### Required work
Reproduce all the entries precisely.

### Records provided

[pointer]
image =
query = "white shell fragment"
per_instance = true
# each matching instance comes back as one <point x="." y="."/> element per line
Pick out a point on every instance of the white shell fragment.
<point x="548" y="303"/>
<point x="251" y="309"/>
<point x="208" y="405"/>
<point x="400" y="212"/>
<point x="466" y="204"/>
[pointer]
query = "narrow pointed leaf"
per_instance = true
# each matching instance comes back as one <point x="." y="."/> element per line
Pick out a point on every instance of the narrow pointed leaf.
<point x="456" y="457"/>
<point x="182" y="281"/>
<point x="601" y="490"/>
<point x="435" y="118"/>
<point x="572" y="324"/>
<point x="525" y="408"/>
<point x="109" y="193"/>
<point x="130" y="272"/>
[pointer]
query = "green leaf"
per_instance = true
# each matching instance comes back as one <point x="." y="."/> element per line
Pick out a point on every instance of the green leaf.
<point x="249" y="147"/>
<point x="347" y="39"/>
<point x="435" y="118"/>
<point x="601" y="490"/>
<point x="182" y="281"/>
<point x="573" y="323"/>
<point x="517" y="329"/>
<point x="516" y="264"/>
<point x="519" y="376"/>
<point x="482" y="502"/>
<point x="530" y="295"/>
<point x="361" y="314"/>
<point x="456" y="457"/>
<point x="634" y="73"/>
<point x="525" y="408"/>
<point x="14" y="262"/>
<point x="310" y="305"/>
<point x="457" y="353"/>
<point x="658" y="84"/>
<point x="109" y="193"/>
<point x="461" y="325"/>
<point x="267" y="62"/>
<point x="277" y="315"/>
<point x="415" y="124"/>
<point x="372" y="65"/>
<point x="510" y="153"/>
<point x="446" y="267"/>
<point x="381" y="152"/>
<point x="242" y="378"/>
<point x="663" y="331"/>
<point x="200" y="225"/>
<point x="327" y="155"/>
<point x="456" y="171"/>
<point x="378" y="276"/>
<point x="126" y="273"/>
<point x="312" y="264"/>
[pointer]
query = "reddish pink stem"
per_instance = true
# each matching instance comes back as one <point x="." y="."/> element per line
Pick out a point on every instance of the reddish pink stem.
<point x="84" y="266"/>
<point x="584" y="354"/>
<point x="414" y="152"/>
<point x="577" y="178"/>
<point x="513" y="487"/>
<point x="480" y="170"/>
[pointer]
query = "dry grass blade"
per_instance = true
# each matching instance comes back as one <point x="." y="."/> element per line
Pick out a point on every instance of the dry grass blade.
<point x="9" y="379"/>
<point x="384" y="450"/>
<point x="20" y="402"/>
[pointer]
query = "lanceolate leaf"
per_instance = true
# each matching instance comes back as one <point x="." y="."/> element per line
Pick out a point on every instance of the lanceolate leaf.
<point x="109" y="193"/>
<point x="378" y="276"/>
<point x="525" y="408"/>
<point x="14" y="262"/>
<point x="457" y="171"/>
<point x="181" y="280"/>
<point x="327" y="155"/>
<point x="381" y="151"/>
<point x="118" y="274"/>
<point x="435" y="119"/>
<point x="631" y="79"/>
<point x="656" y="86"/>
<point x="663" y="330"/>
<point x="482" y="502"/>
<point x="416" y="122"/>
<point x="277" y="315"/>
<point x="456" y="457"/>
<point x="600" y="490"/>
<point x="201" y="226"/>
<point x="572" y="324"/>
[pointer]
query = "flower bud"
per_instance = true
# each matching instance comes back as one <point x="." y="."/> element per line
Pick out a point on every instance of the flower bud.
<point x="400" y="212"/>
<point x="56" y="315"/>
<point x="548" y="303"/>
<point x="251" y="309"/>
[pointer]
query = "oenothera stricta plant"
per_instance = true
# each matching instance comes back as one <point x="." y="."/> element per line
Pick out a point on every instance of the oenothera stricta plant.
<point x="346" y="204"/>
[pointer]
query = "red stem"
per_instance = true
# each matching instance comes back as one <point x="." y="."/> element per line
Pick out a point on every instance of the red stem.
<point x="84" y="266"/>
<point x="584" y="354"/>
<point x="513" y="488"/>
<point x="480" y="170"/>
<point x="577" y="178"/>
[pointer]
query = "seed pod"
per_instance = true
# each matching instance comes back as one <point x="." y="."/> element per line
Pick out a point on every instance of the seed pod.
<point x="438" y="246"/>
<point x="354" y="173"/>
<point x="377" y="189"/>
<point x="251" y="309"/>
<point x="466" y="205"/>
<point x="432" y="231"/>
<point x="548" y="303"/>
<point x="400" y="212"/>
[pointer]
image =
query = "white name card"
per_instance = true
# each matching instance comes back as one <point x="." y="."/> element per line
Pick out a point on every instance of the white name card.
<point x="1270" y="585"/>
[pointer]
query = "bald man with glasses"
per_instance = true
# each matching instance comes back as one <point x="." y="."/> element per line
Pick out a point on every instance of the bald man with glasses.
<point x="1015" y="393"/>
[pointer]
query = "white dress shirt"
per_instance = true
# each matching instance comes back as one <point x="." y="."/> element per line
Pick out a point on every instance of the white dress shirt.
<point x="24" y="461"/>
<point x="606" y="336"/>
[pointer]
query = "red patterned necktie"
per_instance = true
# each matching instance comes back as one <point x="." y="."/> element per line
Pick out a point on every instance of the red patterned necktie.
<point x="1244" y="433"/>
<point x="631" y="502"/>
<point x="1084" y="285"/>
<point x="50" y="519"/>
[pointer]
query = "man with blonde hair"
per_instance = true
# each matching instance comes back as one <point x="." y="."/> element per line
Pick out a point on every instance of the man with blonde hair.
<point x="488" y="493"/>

### Right answer
[pointer]
image =
query = "white shell fragment"
per_instance = true
# each matching instance comes back as one <point x="." y="."/> element per line
Pick out a point on every instance of the white shell fragment.
<point x="548" y="303"/>
<point x="251" y="309"/>
<point x="208" y="405"/>
<point x="400" y="212"/>
<point x="466" y="204"/>
[pointer]
query = "narrow pointed leaf"
per_instance = true
# each matching instance comes back as one <point x="." y="."/> element per line
Pick out a point on every instance of the narrow pointed leaf.
<point x="456" y="457"/>
<point x="182" y="281"/>
<point x="601" y="490"/>
<point x="435" y="118"/>
<point x="572" y="324"/>
<point x="525" y="408"/>
<point x="109" y="193"/>
<point x="130" y="272"/>
[pointer]
query = "green leaf"
per_instance = true
# each matching instance comes back as one <point x="." y="."/> element per line
Pick out a point on every instance of the green leaf.
<point x="249" y="147"/>
<point x="347" y="39"/>
<point x="435" y="118"/>
<point x="601" y="490"/>
<point x="182" y="281"/>
<point x="573" y="323"/>
<point x="517" y="329"/>
<point x="516" y="264"/>
<point x="519" y="376"/>
<point x="482" y="502"/>
<point x="530" y="295"/>
<point x="361" y="314"/>
<point x="456" y="457"/>
<point x="634" y="73"/>
<point x="525" y="408"/>
<point x="14" y="262"/>
<point x="310" y="305"/>
<point x="457" y="353"/>
<point x="658" y="84"/>
<point x="109" y="193"/>
<point x="461" y="325"/>
<point x="267" y="62"/>
<point x="277" y="315"/>
<point x="415" y="124"/>
<point x="372" y="65"/>
<point x="510" y="153"/>
<point x="446" y="267"/>
<point x="381" y="152"/>
<point x="242" y="378"/>
<point x="663" y="331"/>
<point x="200" y="225"/>
<point x="327" y="155"/>
<point x="456" y="171"/>
<point x="378" y="276"/>
<point x="126" y="273"/>
<point x="312" y="264"/>
[pointer]
query = "reddish pink stem"
per_instance = true
# each matching instance comes back as one <point x="." y="."/> element per line
Pick out a point on every instance of the reddish pink stem.
<point x="84" y="266"/>
<point x="584" y="354"/>
<point x="414" y="152"/>
<point x="577" y="178"/>
<point x="513" y="487"/>
<point x="480" y="170"/>
[pointer]
query = "dry grass blade"
per_instance = true
# each matching instance comes back as one <point x="." y="."/> element per line
Pick out a point on every instance of the dry grass blade.
<point x="9" y="379"/>
<point x="384" y="450"/>
<point x="20" y="402"/>
[pointer]
query = "lanceolate leaf"
per_instance = true
# each matching instance comes back as one <point x="." y="."/> element per line
Pick out a point on every instance of the lanceolate leaf.
<point x="109" y="193"/>
<point x="378" y="276"/>
<point x="525" y="408"/>
<point x="14" y="262"/>
<point x="457" y="171"/>
<point x="181" y="280"/>
<point x="327" y="155"/>
<point x="381" y="151"/>
<point x="118" y="274"/>
<point x="435" y="119"/>
<point x="631" y="79"/>
<point x="656" y="86"/>
<point x="663" y="330"/>
<point x="482" y="502"/>
<point x="416" y="122"/>
<point x="277" y="315"/>
<point x="456" y="457"/>
<point x="600" y="490"/>
<point x="201" y="226"/>
<point x="572" y="324"/>
[pointer]
query = "flower bud"
per_instance = true
# each matching instance comes back as one <point x="." y="."/> element per line
Pick out a point on every instance of the flower bud.
<point x="400" y="212"/>
<point x="56" y="315"/>
<point x="548" y="303"/>
<point x="251" y="309"/>
[pointer]
query = "oenothera stricta plant"
per_instance = true
# each matching instance comes back as one <point x="." y="."/> element per line
Pick out a point on every instance of the oenothera stricta plant.
<point x="346" y="204"/>
[pointer]
query = "red stem"
per_instance = true
# each matching instance comes back as one <point x="." y="."/> element per line
Pick out a point on every instance of the red stem.
<point x="84" y="266"/>
<point x="584" y="354"/>
<point x="513" y="488"/>
<point x="480" y="170"/>
<point x="577" y="178"/>
[pointer]
query = "seed pod"
per_instance = true
# each matching instance comes back as one <point x="." y="."/> element per line
Pick out a point on every instance of the seed pod.
<point x="438" y="246"/>
<point x="354" y="173"/>
<point x="377" y="189"/>
<point x="251" y="309"/>
<point x="466" y="205"/>
<point x="432" y="231"/>
<point x="548" y="303"/>
<point x="400" y="212"/>
[pointer]
image =
query = "white name card"
per_instance = true
# each matching instance comes back as one <point x="." y="."/> element per line
Pick out a point on every instance of the white name card.
<point x="1270" y="585"/>
[pointer]
query = "bald man with glasses"
per_instance = true
# each matching instance comes back as one <point x="." y="."/> element per line
Pick out a point on every instance of the bald man with glasses.
<point x="1015" y="393"/>
[pointer]
query = "white dress shirt"
per_instance = true
# each matching instance comes back as one <point x="." y="."/> element per line
Pick out a point on every instance of the white dress shirt.
<point x="24" y="461"/>
<point x="606" y="336"/>
[pointer]
query = "red patterned necktie"
per_instance = true
# each matching instance comes back as one <point x="." y="."/> element per line
Pick out a point on every instance of the red patterned necktie.
<point x="1244" y="433"/>
<point x="631" y="502"/>
<point x="1084" y="285"/>
<point x="50" y="519"/>
[pointer]
query = "man with blonde hair"
per_instance = true
# each matching instance comes back as one <point x="." y="."/> element per line
Pick out a point on every instance of the man with blonde hair.
<point x="488" y="493"/>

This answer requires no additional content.